» **TEXTAUSZUG**:
Profitabler Aufhebungsvertrag ist keine Begünstigung für Betriebsrat
Handelt es sich um eine verbotene Begünstigung, wenn ein Arbeitgeber seinem Betriebsratsvorsitzenden das Ausscheiden aus dem Betrieb mit einer sechsstelligen Abfindung und einer über zweijährigen bezahlten Freistellung versüßt? Das BAG hat die Frage mit einem klaren „Nein“ beantwortet.
Worum geht es?
Geschäftsführung Betriebsrat. Ein Beschäftigter war seit 1983 in einer Gießerei angestellt. Seit 2006 bekleidete er das Amt des Betriebsratsvorsitzenden. 2013 kündigte ihm der Arbeitgeber wegen einer schwerwiegenden Pflichtverletzung fristlos. Der Beschäftigte bestritt den Vorwurf. Der Betriebsrat verweigerte der Kündigung seine Zustimmung. Daraufhin beantragte der Arbeitgeber die Ersetzung der Zustimmung beim Arbeitsgericht. Im Juli 2013 schlossen die Parteien außergerichtlich einen Aufhebungsvertrag. Darin wurde u. a. vereinbart, dass das Arbeitsverhältnis zum 31.12.2015 endet, der Arbeitnehmer bis dahin bezahlt von der Arbeit freigestellt wird und eine Abfindung in Höhe von 120.000 € erhält. Kurz darauf trat der Beschäftigte vereinbarungsgemäß von seinem Betriebsratsamt zurück. In der Folge reute ihn offenbar sein damaliger Entschluss so sehr, dass er auf Weiterbeschäftigung klagte. Er behauptete, dass sein Arbeitsverhältnis weiter bestehe. Der Aufhebungsvertrag sei nichtig, weil er als Betriebsratsmitglied in unzulässiger Weise begünstigt worden sei im Sinne des § 78 Satz 2 BetrVG. Der Arbeitgeber habe die Abfindung in dieser Höhe nur gezahlt, weil er ein Mitglied des Betriebsrats gewesen sei.

» **AUFGABEN**:
1. Übernimm aus dem Text zum Aufhebungsvertrag wortgetreu den Abschnitt von „Profitabler Aufhebungsvertrag ist“ bis „Worum geht es?“.
2. Welche Jahreszahlen kommen im Text zum Aufhebungsvertrag vor? Zähle sie alle auf.
3. Schreibe den Text zum Aufhebungsvertrag im Anschluss an seinen letzten Satz weiter.

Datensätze
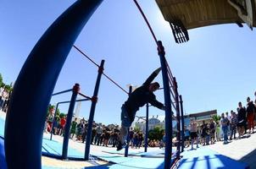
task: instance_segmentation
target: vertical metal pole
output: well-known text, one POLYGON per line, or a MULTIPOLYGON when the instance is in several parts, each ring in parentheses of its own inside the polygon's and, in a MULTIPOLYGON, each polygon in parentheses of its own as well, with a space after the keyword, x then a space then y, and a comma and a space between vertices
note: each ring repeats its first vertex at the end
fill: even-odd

» **ERWARTETE ANTWORTEN**:
1.
Profitabler Aufhebungsvertrag ist keine Begünstigung für Betriebsrat
Handelt es sich um eine verbotene Begünstigung, wenn ein Arbeitgeber seinem Betriebsratsvorsitzenden das Ausscheiden aus dem Betrieb mit einer sechsstelligen Abfindung und einer über zweijährigen bezahlten Freistellung versüßt? Das BAG hat die Frage mit einem klaren „Nein“ beantwortet.
Worum geht es?

2. 1983, 2006, 2013, 2015

3.
Das sagt das Gericht
Die Erfurter Bundesrichter waren anderer Meinung. Zwar dürften Betriebsratsmitglieder wegen ihrer Tätigkeit im Betriebsrat weder begünstigt noch benachteiligt werden. Eine solche Begünstigung liege aber regelmäßig nicht vor, wenn ein Betriebsratsmitglied einen Aufhebungsvertrag mit dem Arbeitgeber abschließe. Die günstigere Verhandlungsposition, die ein Betriebsratsmitglied in einem solchen Fall im Gegensatz zu einem Arbeitnehmer ohne Betriebsratsamt habe, sei im für Betriebsräte geltenden Sonderkündigungsschutz begründet. Wenn deshalb der Arbeitgeber beabsichtige, das Arbeitsverhältnis mit einem Betriebsratsmitglied verhaltensbedingt zu kündigen, könne auch eine höhere Abfindungssumme gerechtfertigt sein. BAG, Urteil vom 21.03.2018, Az.: 7 AZR 590/16
Das bedeutet für Sie als Betriebsrat
Betriebsratsmitglieder dürfen gemäß § 78 Satz 2 BetrVG wegen ihres Amtes weder benachteiligt noch begünstigt werden. In der betrieblichen Praxis sind es oftmals hohe Lohnzahlungen an Betriebsratsmitglieder, die ein „Gschmäckle“ hinterlassen und deshalb in der Diskussion stehen, eine unzulässige Betriebsratsbegünstigung zu sein. Geht es hingegen um das Aushandeln der Konditionen eines Aufhebungsvertrages, dürfen Betriebsratsmitglieder von ihrer aufgrund des besonderen Kündigungsschutzes komfortablen Verhandlungsposition profitieren. Ein gut dotierter Aufhebungsvertrag kann deshalb keine Begünstigung sein.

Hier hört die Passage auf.